- DATA FOR PROCESSING
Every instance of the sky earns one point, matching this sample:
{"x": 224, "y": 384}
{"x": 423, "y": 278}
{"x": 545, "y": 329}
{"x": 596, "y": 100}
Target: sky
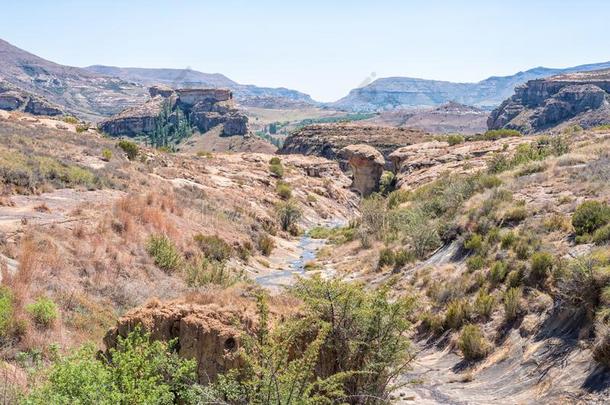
{"x": 323, "y": 48}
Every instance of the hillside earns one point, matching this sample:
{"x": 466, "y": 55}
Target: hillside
{"x": 79, "y": 91}
{"x": 403, "y": 92}
{"x": 581, "y": 99}
{"x": 248, "y": 95}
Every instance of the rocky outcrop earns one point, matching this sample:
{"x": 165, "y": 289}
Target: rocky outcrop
{"x": 366, "y": 164}
{"x": 422, "y": 163}
{"x": 13, "y": 99}
{"x": 202, "y": 109}
{"x": 208, "y": 333}
{"x": 580, "y": 98}
{"x": 327, "y": 140}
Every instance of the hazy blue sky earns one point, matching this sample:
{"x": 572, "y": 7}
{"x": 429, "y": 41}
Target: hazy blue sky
{"x": 314, "y": 46}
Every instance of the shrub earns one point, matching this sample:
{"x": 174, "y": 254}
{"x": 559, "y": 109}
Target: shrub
{"x": 397, "y": 197}
{"x": 43, "y": 311}
{"x": 474, "y": 263}
{"x": 141, "y": 371}
{"x": 601, "y": 235}
{"x": 130, "y": 148}
{"x": 283, "y": 190}
{"x": 458, "y": 312}
{"x": 265, "y": 244}
{"x": 472, "y": 343}
{"x": 6, "y": 311}
{"x": 484, "y": 304}
{"x": 541, "y": 265}
{"x": 164, "y": 253}
{"x": 277, "y": 170}
{"x": 474, "y": 243}
{"x": 288, "y": 213}
{"x": 106, "y": 154}
{"x": 214, "y": 247}
{"x": 498, "y": 272}
{"x": 386, "y": 258}
{"x": 590, "y": 216}
{"x": 512, "y": 303}
{"x": 515, "y": 215}
{"x": 454, "y": 139}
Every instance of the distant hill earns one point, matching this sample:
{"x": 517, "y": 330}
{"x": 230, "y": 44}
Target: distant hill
{"x": 246, "y": 94}
{"x": 80, "y": 91}
{"x": 404, "y": 92}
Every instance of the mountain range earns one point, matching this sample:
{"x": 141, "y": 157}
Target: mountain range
{"x": 99, "y": 91}
{"x": 405, "y": 92}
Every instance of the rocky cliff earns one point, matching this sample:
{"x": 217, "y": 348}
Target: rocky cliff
{"x": 170, "y": 111}
{"x": 327, "y": 139}
{"x": 579, "y": 98}
{"x": 14, "y": 99}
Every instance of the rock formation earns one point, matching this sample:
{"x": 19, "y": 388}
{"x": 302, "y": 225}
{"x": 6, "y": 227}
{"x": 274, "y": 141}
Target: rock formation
{"x": 367, "y": 165}
{"x": 421, "y": 163}
{"x": 202, "y": 109}
{"x": 13, "y": 99}
{"x": 206, "y": 333}
{"x": 579, "y": 98}
{"x": 327, "y": 140}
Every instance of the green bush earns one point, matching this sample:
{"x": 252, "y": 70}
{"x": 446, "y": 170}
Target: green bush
{"x": 484, "y": 304}
{"x": 512, "y": 303}
{"x": 106, "y": 154}
{"x": 214, "y": 247}
{"x": 283, "y": 190}
{"x": 386, "y": 258}
{"x": 541, "y": 265}
{"x": 474, "y": 243}
{"x": 139, "y": 371}
{"x": 43, "y": 311}
{"x": 472, "y": 343}
{"x": 265, "y": 244}
{"x": 458, "y": 312}
{"x": 130, "y": 148}
{"x": 6, "y": 311}
{"x": 590, "y": 216}
{"x": 277, "y": 170}
{"x": 164, "y": 252}
{"x": 288, "y": 213}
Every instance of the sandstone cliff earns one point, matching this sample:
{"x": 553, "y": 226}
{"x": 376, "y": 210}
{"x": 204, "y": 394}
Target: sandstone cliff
{"x": 579, "y": 98}
{"x": 327, "y": 140}
{"x": 170, "y": 111}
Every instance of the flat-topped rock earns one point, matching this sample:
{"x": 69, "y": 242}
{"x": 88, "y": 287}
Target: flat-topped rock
{"x": 367, "y": 165}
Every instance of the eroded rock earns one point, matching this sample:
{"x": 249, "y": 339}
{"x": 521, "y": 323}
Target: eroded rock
{"x": 367, "y": 165}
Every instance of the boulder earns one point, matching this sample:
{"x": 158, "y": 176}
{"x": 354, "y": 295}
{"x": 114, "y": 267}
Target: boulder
{"x": 367, "y": 165}
{"x": 208, "y": 333}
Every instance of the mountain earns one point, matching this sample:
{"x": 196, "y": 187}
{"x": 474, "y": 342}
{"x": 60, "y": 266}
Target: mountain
{"x": 246, "y": 94}
{"x": 81, "y": 92}
{"x": 403, "y": 92}
{"x": 576, "y": 98}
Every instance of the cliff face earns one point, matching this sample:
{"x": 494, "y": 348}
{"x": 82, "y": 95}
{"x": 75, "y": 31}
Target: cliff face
{"x": 327, "y": 139}
{"x": 202, "y": 109}
{"x": 580, "y": 98}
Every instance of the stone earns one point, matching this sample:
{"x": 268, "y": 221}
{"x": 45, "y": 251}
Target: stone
{"x": 367, "y": 165}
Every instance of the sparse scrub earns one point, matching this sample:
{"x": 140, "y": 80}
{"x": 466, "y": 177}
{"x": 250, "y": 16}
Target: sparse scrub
{"x": 283, "y": 190}
{"x": 43, "y": 311}
{"x": 512, "y": 303}
{"x": 130, "y": 148}
{"x": 214, "y": 247}
{"x": 164, "y": 252}
{"x": 472, "y": 343}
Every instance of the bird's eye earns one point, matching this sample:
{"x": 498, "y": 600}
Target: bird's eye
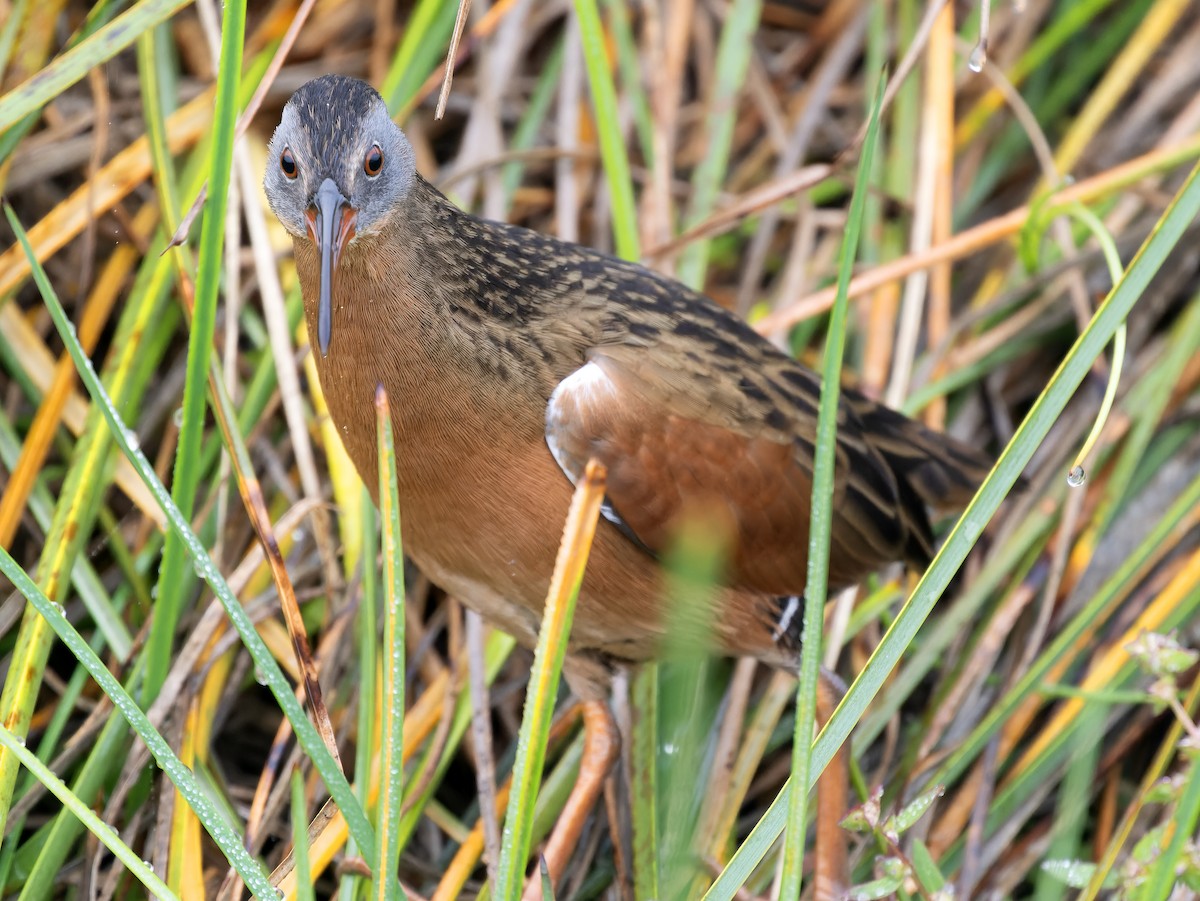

- AIM OF THE EXERCISE
Starting at the line that contains "Every instance of the sandstone", write out every line through the end of the entries, both ends included, without any pictures.

- COMPLETE ANSWER
Every instance of the sandstone cliff earns one point, matching this sample:
{"x": 553, "y": 226}
{"x": 376, "y": 210}
{"x": 204, "y": 394}
Target: sandstone cliff
{"x": 579, "y": 98}
{"x": 327, "y": 140}
{"x": 170, "y": 111}
Every instance of the flat-topped rock earns one point, matching this sample:
{"x": 69, "y": 242}
{"x": 88, "y": 287}
Target: flat-topped rock
{"x": 367, "y": 165}
Every instance of the eroded rock earns one point, matching this sample:
{"x": 249, "y": 339}
{"x": 521, "y": 323}
Target: eroded rock
{"x": 367, "y": 165}
Every instance of the boulder earns one point, matching this sample:
{"x": 158, "y": 176}
{"x": 354, "y": 295}
{"x": 114, "y": 267}
Target: boulder
{"x": 367, "y": 165}
{"x": 208, "y": 333}
Every instance of the mountain earns one point, matching this sample:
{"x": 196, "y": 187}
{"x": 474, "y": 342}
{"x": 60, "y": 266}
Target: mountain
{"x": 246, "y": 94}
{"x": 81, "y": 92}
{"x": 403, "y": 92}
{"x": 576, "y": 98}
Every instance of the cliff face earns one point, matching this sample:
{"x": 494, "y": 348}
{"x": 82, "y": 95}
{"x": 75, "y": 31}
Target: cliff face
{"x": 327, "y": 139}
{"x": 202, "y": 109}
{"x": 580, "y": 98}
Every instance of the stone earns one point, matching this sample:
{"x": 268, "y": 221}
{"x": 45, "y": 251}
Target: stone
{"x": 367, "y": 165}
Every instance of the sparse scrub earns one point, matching this sample:
{"x": 140, "y": 80}
{"x": 466, "y": 177}
{"x": 250, "y": 16}
Target: sparse scrub
{"x": 283, "y": 190}
{"x": 43, "y": 311}
{"x": 512, "y": 303}
{"x": 130, "y": 148}
{"x": 214, "y": 247}
{"x": 164, "y": 252}
{"x": 472, "y": 343}
Every instance of the bird's eye earns one point, matching this sample:
{"x": 498, "y": 600}
Target: bird's eye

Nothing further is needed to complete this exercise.